• Entries supplied
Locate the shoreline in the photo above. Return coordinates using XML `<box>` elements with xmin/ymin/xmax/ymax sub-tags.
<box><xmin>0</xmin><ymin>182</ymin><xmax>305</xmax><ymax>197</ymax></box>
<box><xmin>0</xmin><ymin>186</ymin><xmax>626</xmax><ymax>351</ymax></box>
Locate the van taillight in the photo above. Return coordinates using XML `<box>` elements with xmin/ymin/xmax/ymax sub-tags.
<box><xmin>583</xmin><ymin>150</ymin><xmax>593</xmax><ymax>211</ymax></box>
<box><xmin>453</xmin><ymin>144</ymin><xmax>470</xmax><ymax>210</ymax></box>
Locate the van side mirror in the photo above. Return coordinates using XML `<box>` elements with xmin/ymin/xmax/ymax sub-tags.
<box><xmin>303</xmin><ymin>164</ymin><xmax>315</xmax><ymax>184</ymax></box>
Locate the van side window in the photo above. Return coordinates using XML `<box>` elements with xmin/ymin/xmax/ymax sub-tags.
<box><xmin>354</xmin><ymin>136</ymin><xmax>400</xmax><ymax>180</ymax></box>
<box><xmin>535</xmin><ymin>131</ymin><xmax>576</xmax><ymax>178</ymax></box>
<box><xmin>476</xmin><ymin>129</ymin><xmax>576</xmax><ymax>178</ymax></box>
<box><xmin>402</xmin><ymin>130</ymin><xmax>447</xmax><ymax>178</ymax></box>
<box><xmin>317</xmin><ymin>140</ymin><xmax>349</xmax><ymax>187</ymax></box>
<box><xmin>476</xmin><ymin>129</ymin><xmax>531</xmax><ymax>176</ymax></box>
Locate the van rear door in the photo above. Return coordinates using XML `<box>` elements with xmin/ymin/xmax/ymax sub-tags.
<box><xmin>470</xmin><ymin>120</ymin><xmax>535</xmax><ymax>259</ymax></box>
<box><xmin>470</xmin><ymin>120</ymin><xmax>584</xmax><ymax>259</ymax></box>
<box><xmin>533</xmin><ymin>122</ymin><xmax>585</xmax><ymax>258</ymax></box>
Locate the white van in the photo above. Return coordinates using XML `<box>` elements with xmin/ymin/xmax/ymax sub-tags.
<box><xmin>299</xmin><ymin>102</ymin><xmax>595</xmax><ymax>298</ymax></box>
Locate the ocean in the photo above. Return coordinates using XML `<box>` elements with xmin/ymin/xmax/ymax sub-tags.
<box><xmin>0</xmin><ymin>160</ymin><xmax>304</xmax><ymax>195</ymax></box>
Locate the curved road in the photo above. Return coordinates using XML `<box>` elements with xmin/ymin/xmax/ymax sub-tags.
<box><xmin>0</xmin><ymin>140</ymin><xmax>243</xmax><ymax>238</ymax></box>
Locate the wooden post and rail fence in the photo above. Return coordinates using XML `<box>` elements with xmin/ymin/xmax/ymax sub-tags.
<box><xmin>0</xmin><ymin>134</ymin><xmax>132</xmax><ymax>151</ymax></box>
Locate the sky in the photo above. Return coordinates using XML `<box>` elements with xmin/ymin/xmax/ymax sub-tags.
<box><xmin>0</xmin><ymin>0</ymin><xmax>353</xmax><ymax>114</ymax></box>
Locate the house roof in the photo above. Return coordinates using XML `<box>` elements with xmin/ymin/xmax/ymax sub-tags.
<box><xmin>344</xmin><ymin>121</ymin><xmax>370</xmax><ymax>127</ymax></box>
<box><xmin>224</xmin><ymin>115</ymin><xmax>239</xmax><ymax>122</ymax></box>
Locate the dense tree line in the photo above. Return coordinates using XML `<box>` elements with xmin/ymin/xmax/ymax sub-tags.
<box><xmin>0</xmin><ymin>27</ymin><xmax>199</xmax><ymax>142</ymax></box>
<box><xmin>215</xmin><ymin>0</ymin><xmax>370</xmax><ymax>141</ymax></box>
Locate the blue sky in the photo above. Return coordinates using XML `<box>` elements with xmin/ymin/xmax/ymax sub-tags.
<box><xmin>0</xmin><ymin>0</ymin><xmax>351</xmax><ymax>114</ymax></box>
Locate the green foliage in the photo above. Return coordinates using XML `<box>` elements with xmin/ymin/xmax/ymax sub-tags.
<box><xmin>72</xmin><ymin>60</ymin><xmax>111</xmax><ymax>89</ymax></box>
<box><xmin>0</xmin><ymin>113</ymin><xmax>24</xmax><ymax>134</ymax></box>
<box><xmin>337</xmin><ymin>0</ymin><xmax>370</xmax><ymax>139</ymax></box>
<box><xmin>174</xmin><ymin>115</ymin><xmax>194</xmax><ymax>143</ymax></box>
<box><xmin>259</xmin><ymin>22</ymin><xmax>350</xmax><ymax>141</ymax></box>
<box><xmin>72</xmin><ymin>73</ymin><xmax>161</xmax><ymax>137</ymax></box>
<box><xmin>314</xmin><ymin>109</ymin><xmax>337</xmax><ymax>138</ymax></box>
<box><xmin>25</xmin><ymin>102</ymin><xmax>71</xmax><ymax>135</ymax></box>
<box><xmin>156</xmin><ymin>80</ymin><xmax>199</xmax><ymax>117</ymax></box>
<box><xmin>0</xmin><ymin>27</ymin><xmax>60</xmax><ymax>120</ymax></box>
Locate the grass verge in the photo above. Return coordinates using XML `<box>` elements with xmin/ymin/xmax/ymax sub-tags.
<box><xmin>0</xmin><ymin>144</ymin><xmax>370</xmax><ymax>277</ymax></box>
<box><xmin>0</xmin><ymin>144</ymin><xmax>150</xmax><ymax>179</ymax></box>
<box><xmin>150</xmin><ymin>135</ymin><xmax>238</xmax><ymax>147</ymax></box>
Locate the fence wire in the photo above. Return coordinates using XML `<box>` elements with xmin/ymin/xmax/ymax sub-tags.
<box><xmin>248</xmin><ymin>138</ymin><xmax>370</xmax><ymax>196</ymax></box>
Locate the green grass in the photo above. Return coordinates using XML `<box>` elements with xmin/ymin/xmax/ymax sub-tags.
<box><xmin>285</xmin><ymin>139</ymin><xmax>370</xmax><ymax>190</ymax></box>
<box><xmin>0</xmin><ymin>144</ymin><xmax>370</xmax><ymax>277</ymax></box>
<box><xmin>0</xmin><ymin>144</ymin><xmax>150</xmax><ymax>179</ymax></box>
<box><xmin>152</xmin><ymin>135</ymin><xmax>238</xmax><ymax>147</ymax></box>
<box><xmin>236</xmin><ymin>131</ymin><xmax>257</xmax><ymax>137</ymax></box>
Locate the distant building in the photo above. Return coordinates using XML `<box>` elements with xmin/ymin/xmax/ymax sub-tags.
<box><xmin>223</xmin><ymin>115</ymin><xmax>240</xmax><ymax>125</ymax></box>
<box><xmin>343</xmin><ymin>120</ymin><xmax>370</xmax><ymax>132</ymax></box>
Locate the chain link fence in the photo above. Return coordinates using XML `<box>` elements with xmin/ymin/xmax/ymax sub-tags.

• Directive
Pick out every line in the records above that contains the word "grass" and copy each of those lines in full. Case counts.

• Written answer
Locate the grass verge in the photo above. Return coordinates using XML `<box>` elements with xmin/ymin/xmax/ymax sub-tags.
Locate the green grass in the photo above. Return coordinates using XML `<box>` elements with xmin/ymin/xmax/ymax sub-tags.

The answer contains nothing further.